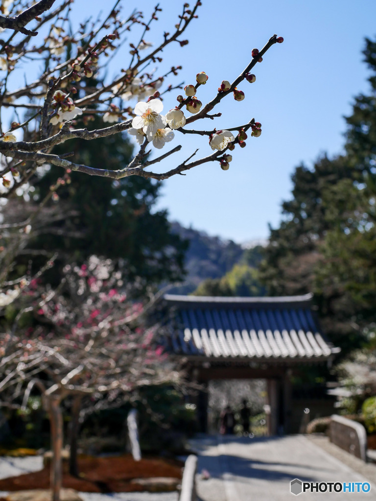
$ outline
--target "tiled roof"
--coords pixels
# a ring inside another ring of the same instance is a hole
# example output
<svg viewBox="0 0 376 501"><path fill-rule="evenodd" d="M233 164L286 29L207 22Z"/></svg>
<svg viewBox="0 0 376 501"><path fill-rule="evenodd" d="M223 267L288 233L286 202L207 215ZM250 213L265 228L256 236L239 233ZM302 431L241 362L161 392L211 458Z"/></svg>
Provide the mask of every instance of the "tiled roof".
<svg viewBox="0 0 376 501"><path fill-rule="evenodd" d="M311 309L311 298L166 295L174 319L169 349L211 359L326 359L338 349L323 337Z"/></svg>

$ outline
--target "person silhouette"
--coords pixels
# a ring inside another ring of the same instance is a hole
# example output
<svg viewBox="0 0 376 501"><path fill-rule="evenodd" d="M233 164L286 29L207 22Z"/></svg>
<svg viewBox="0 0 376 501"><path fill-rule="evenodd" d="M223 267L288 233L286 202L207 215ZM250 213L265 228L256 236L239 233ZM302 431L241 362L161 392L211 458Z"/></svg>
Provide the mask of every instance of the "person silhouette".
<svg viewBox="0 0 376 501"><path fill-rule="evenodd" d="M235 425L234 412L230 405L227 405L221 413L221 433L223 435L233 435Z"/></svg>
<svg viewBox="0 0 376 501"><path fill-rule="evenodd" d="M251 410L247 405L247 400L243 398L242 400L243 405L240 409L240 419L243 427L243 432L245 434L248 435L250 433L249 419L251 417Z"/></svg>

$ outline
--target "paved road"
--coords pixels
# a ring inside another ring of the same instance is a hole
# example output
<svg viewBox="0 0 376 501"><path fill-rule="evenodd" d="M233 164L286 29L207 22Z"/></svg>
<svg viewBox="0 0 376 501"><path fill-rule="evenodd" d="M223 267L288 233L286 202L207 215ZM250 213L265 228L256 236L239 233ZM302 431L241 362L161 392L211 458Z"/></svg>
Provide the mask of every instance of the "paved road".
<svg viewBox="0 0 376 501"><path fill-rule="evenodd" d="M202 501L322 501L376 498L376 486L302 435L250 439L204 436L192 441L199 453L198 493ZM376 466L375 466L376 468ZM203 468L211 474L202 479ZM304 492L290 482L368 482L367 493Z"/></svg>

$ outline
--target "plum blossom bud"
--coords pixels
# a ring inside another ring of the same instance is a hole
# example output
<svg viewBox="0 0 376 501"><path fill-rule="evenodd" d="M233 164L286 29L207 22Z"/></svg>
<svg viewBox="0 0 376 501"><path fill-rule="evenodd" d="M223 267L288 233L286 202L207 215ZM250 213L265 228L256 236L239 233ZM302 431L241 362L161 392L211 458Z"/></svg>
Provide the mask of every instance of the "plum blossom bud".
<svg viewBox="0 0 376 501"><path fill-rule="evenodd" d="M3 138L3 140L5 141L6 143L14 143L17 139L14 134L12 134L12 132L6 132Z"/></svg>
<svg viewBox="0 0 376 501"><path fill-rule="evenodd" d="M186 119L184 113L177 108L174 110L170 110L166 113L165 118L170 129L179 129L185 125Z"/></svg>
<svg viewBox="0 0 376 501"><path fill-rule="evenodd" d="M239 131L239 133L238 134L238 139L239 141L245 141L248 137L244 129L241 129Z"/></svg>
<svg viewBox="0 0 376 501"><path fill-rule="evenodd" d="M92 52L90 54L90 59L92 60L93 63L98 63L98 54L96 52Z"/></svg>
<svg viewBox="0 0 376 501"><path fill-rule="evenodd" d="M198 113L203 103L196 96L194 96L186 103L186 109L191 113Z"/></svg>
<svg viewBox="0 0 376 501"><path fill-rule="evenodd" d="M245 97L245 96L243 91L238 91L235 87L234 89L234 99L235 101L243 101Z"/></svg>
<svg viewBox="0 0 376 501"><path fill-rule="evenodd" d="M225 92L226 91L229 91L231 88L231 84L228 80L222 80L221 86L218 87L218 92Z"/></svg>
<svg viewBox="0 0 376 501"><path fill-rule="evenodd" d="M64 100L66 97L67 95L65 92L63 92L62 91L56 91L54 93L54 95L52 96L57 103L61 103Z"/></svg>
<svg viewBox="0 0 376 501"><path fill-rule="evenodd" d="M201 71L196 75L196 82L202 85L205 85L209 78L205 71Z"/></svg>
<svg viewBox="0 0 376 501"><path fill-rule="evenodd" d="M184 88L184 91L186 96L192 97L192 96L195 96L196 94L196 89L194 85L186 85Z"/></svg>
<svg viewBox="0 0 376 501"><path fill-rule="evenodd" d="M247 81L249 82L250 84L253 84L254 82L256 82L256 75L253 75L253 73L247 73L246 78Z"/></svg>
<svg viewBox="0 0 376 501"><path fill-rule="evenodd" d="M90 77L93 76L93 70L88 64L85 65L84 67L84 73L85 73L85 77L87 77L88 78L90 78Z"/></svg>

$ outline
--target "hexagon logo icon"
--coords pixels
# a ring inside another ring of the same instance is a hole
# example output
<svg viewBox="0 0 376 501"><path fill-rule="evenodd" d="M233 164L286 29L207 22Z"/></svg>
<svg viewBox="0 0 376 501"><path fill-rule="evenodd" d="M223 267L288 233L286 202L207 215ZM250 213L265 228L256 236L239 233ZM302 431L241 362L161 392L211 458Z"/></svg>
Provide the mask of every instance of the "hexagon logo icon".
<svg viewBox="0 0 376 501"><path fill-rule="evenodd" d="M290 483L290 490L292 494L295 494L297 496L298 494L301 494L303 488L302 487L301 480L298 478L294 478L292 480Z"/></svg>

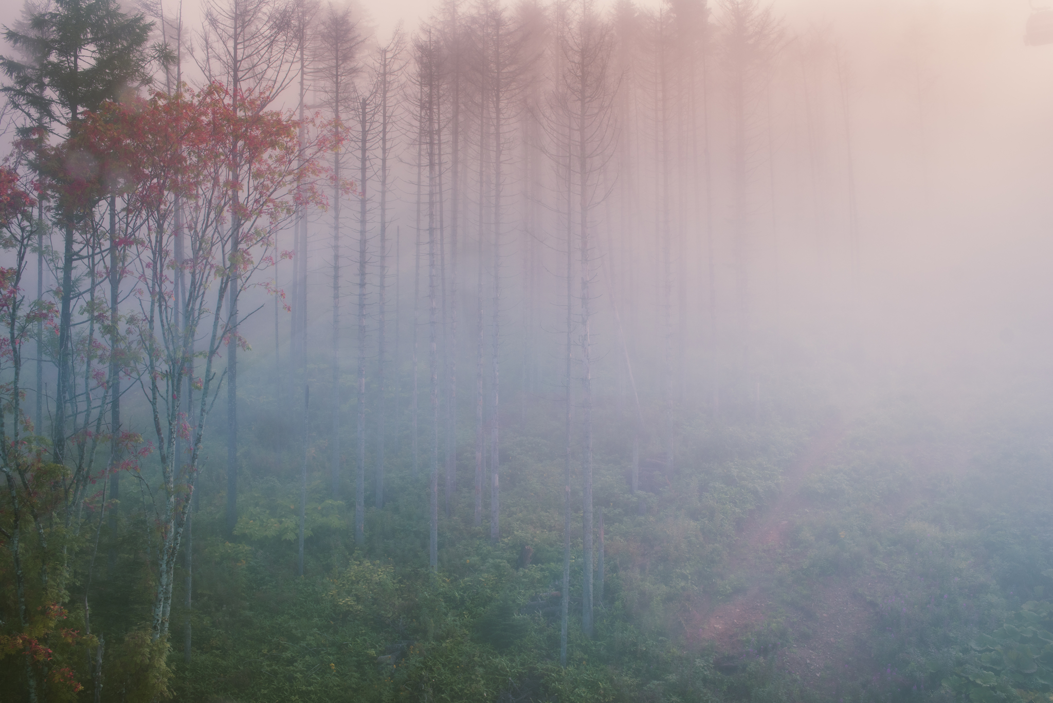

------

REQUIREMENT. Collect every line above that contains the word "paved", and copy each of those lines in full.

EXERCISE OUTPUT.
--target "paved road"
Provide the mask of every instance of the "paved road".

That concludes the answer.